*** Supplied data

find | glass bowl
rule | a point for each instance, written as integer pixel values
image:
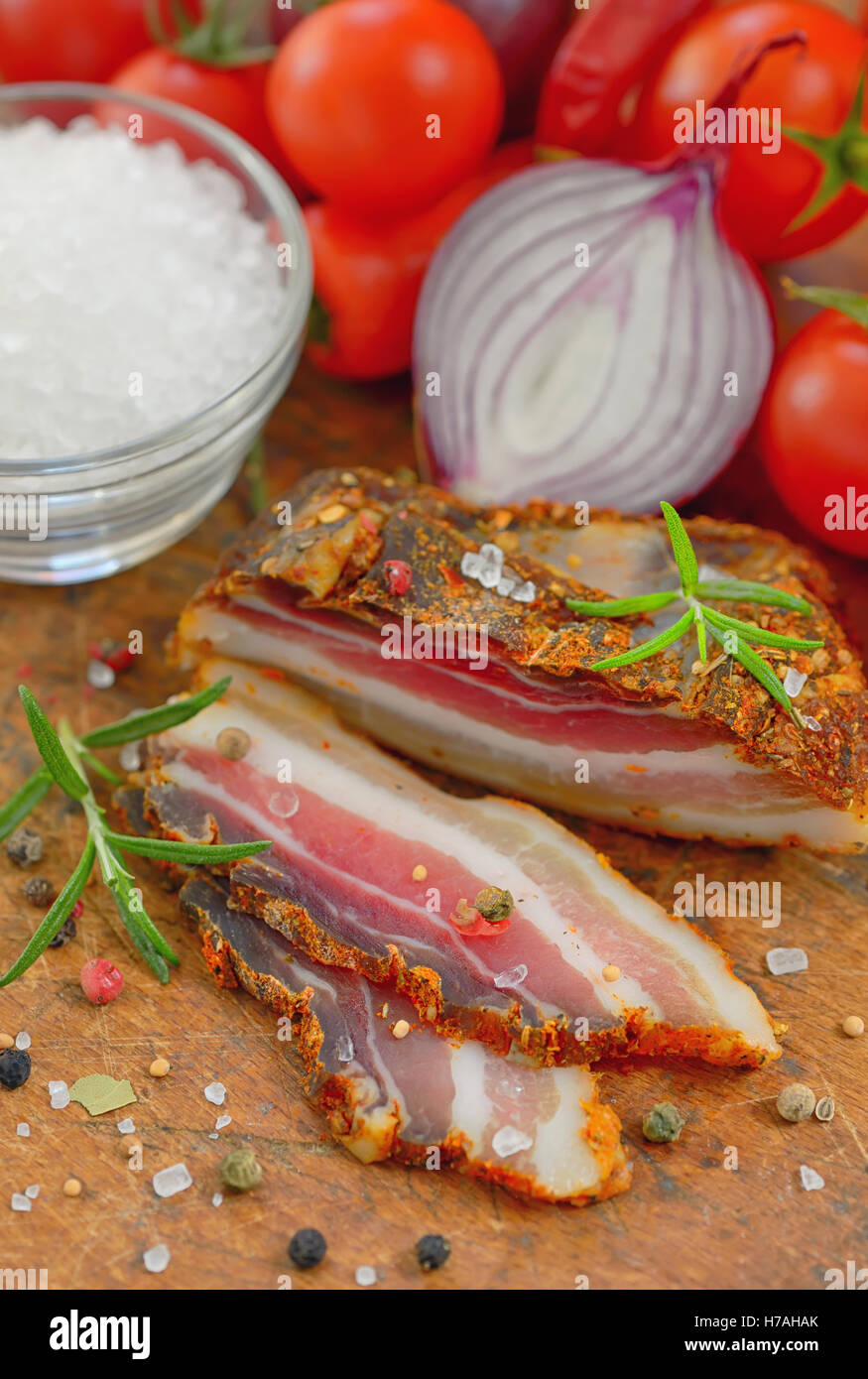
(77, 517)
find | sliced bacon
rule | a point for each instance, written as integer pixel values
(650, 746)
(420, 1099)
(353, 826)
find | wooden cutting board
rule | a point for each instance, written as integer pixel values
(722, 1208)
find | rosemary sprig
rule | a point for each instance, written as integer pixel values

******
*** Supplied data

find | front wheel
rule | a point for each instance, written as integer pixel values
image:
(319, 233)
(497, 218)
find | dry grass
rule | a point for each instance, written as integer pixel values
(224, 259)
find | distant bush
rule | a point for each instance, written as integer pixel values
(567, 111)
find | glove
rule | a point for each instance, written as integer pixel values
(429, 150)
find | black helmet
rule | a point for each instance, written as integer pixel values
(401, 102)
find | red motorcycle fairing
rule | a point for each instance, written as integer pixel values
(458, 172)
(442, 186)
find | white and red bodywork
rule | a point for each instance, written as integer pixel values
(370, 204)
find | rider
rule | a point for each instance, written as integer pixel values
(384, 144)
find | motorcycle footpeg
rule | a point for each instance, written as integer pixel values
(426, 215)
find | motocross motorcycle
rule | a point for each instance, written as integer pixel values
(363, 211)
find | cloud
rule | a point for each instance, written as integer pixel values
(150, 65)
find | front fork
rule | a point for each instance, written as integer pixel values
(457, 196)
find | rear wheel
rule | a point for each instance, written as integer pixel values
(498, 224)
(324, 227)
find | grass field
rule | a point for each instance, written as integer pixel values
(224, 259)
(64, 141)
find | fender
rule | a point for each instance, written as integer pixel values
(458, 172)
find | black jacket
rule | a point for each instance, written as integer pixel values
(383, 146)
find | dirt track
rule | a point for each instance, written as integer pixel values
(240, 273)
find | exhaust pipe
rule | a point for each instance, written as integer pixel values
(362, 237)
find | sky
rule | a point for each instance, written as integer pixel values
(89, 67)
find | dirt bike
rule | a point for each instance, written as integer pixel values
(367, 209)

******
*** Supplied data

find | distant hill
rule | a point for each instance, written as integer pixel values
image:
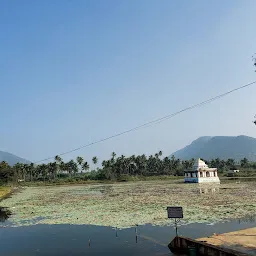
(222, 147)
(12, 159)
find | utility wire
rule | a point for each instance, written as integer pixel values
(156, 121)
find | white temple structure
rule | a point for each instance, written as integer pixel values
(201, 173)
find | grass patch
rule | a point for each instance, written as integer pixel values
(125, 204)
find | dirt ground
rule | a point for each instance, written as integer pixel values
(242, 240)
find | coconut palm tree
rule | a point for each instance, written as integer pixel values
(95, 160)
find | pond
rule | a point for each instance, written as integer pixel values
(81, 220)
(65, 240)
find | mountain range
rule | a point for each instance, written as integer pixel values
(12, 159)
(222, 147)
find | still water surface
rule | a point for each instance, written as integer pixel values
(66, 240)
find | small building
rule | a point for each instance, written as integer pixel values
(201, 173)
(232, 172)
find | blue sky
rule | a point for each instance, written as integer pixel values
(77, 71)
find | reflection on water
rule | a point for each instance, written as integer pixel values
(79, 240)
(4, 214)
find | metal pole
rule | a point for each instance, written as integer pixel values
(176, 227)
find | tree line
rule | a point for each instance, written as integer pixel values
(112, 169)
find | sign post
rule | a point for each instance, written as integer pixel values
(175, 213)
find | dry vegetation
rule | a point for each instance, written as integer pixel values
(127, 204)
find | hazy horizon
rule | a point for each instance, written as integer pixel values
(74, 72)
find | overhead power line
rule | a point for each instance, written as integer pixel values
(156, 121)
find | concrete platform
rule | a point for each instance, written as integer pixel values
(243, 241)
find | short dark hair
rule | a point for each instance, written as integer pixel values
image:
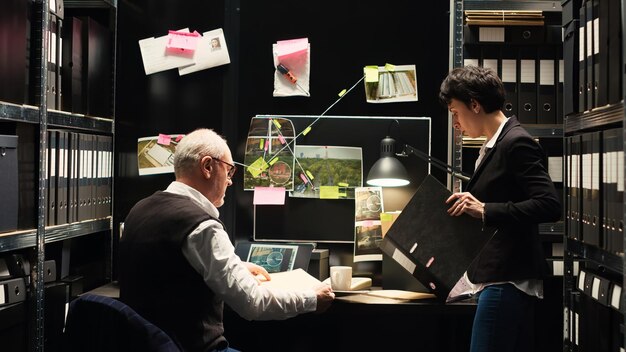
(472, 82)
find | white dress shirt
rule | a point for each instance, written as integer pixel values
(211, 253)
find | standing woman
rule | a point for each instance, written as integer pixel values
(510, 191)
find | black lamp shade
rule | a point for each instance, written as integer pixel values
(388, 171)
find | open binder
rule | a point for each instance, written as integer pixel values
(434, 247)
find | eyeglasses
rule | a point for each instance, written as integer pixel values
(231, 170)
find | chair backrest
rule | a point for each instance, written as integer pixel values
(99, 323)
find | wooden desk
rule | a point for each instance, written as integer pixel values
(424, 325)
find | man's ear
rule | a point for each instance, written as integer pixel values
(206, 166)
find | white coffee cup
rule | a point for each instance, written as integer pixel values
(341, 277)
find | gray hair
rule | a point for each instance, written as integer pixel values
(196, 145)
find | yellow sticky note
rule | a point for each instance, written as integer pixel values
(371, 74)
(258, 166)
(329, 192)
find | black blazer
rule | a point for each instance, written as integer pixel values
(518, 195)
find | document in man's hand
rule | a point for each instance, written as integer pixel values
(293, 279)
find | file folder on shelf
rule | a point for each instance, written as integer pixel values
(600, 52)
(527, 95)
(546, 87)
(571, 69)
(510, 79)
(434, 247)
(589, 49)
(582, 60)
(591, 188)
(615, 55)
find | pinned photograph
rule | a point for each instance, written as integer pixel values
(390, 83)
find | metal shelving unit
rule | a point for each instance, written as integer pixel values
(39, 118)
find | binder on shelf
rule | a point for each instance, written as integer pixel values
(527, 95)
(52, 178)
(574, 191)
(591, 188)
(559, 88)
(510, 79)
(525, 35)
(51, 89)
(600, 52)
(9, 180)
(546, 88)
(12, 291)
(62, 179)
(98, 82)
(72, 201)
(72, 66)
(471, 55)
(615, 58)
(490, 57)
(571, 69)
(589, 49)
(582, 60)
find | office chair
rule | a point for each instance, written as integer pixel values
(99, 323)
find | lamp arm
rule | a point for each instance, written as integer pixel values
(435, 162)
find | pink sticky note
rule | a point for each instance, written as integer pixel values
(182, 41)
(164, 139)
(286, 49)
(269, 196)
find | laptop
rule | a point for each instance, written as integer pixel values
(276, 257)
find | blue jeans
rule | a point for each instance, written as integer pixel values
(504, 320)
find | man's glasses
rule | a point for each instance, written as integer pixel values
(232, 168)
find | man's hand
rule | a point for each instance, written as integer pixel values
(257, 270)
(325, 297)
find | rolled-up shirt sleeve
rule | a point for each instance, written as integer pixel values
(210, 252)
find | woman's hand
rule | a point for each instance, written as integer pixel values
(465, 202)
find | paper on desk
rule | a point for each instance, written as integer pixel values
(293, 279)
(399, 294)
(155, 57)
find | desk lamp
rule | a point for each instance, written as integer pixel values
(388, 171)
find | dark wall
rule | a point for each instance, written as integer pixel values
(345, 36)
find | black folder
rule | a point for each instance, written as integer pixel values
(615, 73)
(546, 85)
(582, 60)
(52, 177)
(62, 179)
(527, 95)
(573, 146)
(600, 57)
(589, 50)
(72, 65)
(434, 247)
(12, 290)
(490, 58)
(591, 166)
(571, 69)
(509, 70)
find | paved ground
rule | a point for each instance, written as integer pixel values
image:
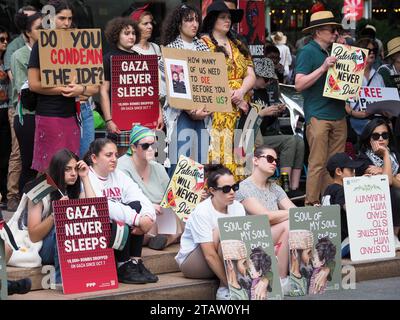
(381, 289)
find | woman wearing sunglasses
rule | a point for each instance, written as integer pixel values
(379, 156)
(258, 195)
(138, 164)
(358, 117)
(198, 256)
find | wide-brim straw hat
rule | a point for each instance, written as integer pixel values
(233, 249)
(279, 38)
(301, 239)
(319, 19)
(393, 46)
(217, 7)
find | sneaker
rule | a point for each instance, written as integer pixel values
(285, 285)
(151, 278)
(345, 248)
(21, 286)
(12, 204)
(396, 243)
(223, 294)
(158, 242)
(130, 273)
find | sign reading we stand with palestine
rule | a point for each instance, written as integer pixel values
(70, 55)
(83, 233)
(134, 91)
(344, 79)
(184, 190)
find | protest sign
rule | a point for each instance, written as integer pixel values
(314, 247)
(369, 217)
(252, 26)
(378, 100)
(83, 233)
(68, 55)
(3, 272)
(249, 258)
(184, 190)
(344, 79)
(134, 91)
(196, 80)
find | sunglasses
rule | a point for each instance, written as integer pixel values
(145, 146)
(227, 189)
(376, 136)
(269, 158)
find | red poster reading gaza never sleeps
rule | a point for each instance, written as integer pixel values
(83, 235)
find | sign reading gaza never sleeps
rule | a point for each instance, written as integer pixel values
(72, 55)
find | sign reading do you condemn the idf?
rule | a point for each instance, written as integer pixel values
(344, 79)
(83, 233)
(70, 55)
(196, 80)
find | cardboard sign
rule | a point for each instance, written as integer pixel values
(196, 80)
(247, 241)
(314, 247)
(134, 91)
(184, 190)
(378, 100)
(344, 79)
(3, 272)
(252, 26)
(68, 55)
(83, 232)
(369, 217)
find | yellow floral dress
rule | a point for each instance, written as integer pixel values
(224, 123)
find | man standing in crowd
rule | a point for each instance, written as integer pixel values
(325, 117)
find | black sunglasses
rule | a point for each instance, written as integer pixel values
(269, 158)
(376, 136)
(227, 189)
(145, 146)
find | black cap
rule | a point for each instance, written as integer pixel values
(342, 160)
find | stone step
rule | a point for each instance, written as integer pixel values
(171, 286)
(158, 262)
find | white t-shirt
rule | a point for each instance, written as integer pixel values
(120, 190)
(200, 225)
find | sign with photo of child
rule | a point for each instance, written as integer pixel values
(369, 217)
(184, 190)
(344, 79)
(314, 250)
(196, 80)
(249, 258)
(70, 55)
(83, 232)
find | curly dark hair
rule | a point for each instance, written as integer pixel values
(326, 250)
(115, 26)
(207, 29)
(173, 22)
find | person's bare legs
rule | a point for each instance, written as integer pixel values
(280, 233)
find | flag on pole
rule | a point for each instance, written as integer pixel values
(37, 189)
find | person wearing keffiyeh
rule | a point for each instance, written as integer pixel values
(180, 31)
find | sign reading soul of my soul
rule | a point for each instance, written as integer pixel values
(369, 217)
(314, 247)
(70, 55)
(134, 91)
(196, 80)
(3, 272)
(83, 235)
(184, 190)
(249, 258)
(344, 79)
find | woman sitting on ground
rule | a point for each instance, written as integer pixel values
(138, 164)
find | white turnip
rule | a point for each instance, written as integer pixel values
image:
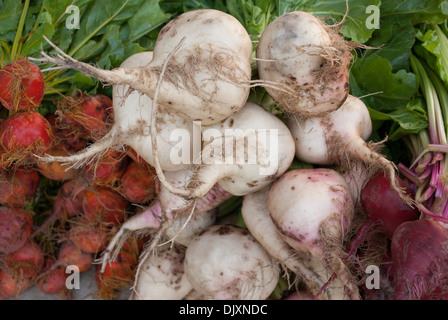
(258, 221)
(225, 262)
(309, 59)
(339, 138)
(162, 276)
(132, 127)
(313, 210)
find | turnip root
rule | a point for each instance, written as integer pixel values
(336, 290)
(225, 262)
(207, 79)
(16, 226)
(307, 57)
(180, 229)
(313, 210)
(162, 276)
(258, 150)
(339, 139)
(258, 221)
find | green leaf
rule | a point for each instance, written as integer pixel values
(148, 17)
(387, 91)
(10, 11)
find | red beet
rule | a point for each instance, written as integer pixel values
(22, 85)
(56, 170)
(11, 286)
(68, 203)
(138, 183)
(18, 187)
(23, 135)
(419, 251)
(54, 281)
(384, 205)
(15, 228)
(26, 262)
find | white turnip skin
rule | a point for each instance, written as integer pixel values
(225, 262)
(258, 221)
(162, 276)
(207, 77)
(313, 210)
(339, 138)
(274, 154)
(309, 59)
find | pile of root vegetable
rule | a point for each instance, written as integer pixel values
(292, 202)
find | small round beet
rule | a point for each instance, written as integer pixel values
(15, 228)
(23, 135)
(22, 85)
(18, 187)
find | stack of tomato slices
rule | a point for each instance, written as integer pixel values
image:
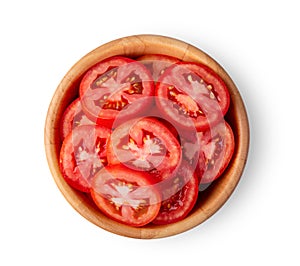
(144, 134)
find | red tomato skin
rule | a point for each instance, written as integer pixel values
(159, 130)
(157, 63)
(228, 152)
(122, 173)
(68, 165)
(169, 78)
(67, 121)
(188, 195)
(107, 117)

******

Exercise aim
In the records above, the line with "find | rear wheel" marks the start and the line with "find | dirt bike" marks the end; copy that stretch exactly, both lines included, and nothing else.

Your response
find | rear wheel
rule | a point for each instance, written as integer pixel values
(498, 224)
(324, 227)
find | grass field
rule | a point for each instance, written as integer pixel values
(224, 259)
(64, 141)
find | fender
rule | a point for each instance, written as integer pixel values
(458, 172)
find | black jacket
rule | a point for each instance, written as integer pixel values
(383, 146)
find | dirt track
rule | a point for each instance, written as integer pixel values
(240, 273)
find | exhaust pipe
rule | a point for each instance, written as integer pixel values
(362, 237)
find | sky
rule | a point for each instance, written as integer pixel values
(89, 67)
find | dirt bike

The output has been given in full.